- _EXERCISE REQUIREMENTS_
1 – According to the terms below, within how many calendar days of receipt must a protest against an invoice be reported?
2 – Print the stretch of the terms below from "12.4. The already" through "the indicative delivery.", word for word.

- _TEXT SEGMENT_
9.3. If the buyer wishes to return goods for which no defects were found, this can only be done under the following cumulative conditions: (i) after permission from Alsico, (ii) if the merchandise has not yet been put into use, is still in the original packaging and (iii) insofar as Alsico still offers this product within its range.

Special arrangement in case of goods produced in special circumstances

9.4. In the case of goods produced in special circumstances, such as mouth masks, the period for accurately reporting visible defects in writing is one working day after delivery. Failure to comply with these formalities will result in the inadmissibility of any claim.

9.5. Due to the specific nature of these goods and the particular circumstances in which they were produced, the customer cannot institute a claim (i) under hidden defects or (ii) under any defect regime when the goods have already been put into use .

  1. Liability

10.1. Alsico can never be held liable for damage resulting from the misuse of the product by the customer, which will be suspected at the occurrence of any damage and will have to be rebutted by the customer with evidence to the contrary.

10.2. Alsico meets the legal standards for the goods it produces, but can never be held liable for any medical or health damage that may have been caused by other factors (such as, but not limited to, working conditions, personal medical or physical history, specific and not prior use notified to Alsico, etc.).

10.3. In the event of defects with regard to the product, the maximum compensation payable by Alsico will be limited to the invoice value of the product. However, if the raw materials are imposed by the customer, the maximum compensation will be calculated on the invoiced end product excluding the raw materials.


  1. Payment

11.1. The payment term of 30 calendar days starts immediately from the receipt of the invoice.

11.2. Protest against an invoice must be reported to Alisco in writing and with reasons within 5 calendar days of receipt. Failure to comply with these formalities and time limits will result in the inadmissibility of any claim. After the period of 5 calendar days, the invoice and the data contained therein are deemed to have been accepted.

11.3. In the event of non-payment of one of the invoices on the due date, it becomes due and payable by operation of law and without notice of default, as do all other debts, even those that have not yet matured. I.g.v. late payment, the invoice amount will be increased by operation of law and without prior notice of default by 1% interest on arrears per month. The seller reserves the right to increase the invoice amount by 10%, with a minimum of EUR 130 as compensation for the costs incurred.

11.4. This article and its sub-articles only apply to goods produced in special circumstances, insofar as art. 6.2. does not provide for specific arrangements.

  1. Force majeure

12.1. Force majeure means any unforeseen event not attributable to one of the contracting parties. Examples of force majeure include: strike, war, lockout, riot, epidemic or pandemics and subsequent government action, illness, fire, change in transportation rates, customs rates, government action in general, late delivery by supplier, strike with suppliers, bankruptcy of the supplier, labor and fuel shortage.

12.2. Any case of force majeure gives Alsico the right to temporarily or permanently fail to fulfill its obligations arising from the agreement.

12.3. Under no circumstances will Alsico bear any liability for any non-fulfillment on the grounds of force majeure. The customer cannot terminate the agreement for non-fulfillment of the obligations due to force majeure.

12.4. The already known and yet to be experienced consequences of COVID-19 are expressly regarded as force majeure, eg. to temporarily suspend or postpone the indicative delivery.

12.5. Force majeure will never be able to justify the temporary or permanent non-fulfillment of the customer’s payment obligations.

  1. Competent court

13.1. Any dispute regarding these general terms and conditions falls under the exclusive competence of the Enterprise Court in Ghent, department Oudenaarde. These general terms and conditions are governed by Belgian law.

- _DATA EXCERPT_
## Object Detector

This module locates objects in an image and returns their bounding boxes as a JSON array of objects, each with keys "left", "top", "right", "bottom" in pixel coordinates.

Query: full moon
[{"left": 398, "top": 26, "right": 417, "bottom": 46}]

- _PER-TASK ANSWERS_
1 – Within 5 calendar days of receipt.

2 –
12.4. The already known and yet to be experienced consequences of COVID-19 are expressly regarded as force majeure, eg. to temporarily suspend or postpone the indicative delivery.